+++ Extracted entries
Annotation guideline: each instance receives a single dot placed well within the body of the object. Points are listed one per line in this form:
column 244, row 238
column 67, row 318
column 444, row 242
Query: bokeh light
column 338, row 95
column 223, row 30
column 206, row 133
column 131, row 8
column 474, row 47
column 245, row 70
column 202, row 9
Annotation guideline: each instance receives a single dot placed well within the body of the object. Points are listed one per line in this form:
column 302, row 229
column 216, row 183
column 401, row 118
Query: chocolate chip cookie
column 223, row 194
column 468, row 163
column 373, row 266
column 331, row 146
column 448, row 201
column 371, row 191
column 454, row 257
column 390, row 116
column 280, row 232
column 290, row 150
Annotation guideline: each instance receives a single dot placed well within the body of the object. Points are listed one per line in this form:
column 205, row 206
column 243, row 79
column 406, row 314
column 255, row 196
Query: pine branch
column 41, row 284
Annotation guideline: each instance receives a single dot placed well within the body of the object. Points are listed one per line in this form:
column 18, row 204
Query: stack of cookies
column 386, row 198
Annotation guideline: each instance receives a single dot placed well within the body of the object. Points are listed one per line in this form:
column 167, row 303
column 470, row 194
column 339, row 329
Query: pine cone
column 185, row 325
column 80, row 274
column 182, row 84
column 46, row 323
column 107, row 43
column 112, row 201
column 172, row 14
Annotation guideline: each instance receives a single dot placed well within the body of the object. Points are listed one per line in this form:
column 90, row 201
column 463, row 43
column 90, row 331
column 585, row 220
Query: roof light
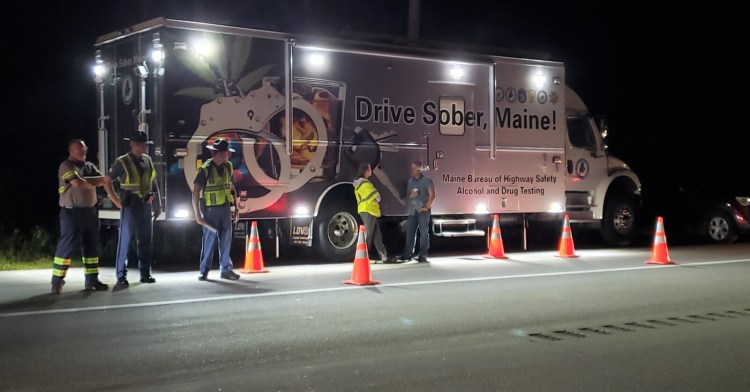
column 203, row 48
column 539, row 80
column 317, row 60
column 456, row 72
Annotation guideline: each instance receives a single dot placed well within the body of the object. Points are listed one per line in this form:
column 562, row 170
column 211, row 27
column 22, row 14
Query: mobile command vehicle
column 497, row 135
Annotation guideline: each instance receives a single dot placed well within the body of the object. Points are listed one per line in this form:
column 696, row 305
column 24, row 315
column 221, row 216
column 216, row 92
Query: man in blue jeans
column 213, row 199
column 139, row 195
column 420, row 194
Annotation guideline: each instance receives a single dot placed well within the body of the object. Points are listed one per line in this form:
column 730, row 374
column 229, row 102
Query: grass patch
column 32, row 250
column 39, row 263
++++++
_Goal of the exercise_
Write out the entries word for word, from their first line through the line containing "column 290, row 150", with both of those lines included.

_Expected answer_
Annotation guideline: each instance receives a single dot placed well within the body of the object. Points are listed one per line in this form:
column 244, row 238
column 67, row 318
column 444, row 242
Query: bokeh light
column 338, row 95
column 223, row 30
column 206, row 133
column 131, row 8
column 474, row 47
column 245, row 70
column 202, row 9
Annotation guideline: each instance receives a single dot placed well within the body of the object. Points are listed one per line in this form:
column 302, row 229
column 216, row 183
column 401, row 118
Query: chocolate chip cookie
column 223, row 194
column 468, row 163
column 373, row 266
column 331, row 146
column 448, row 201
column 371, row 191
column 454, row 257
column 390, row 116
column 280, row 232
column 290, row 150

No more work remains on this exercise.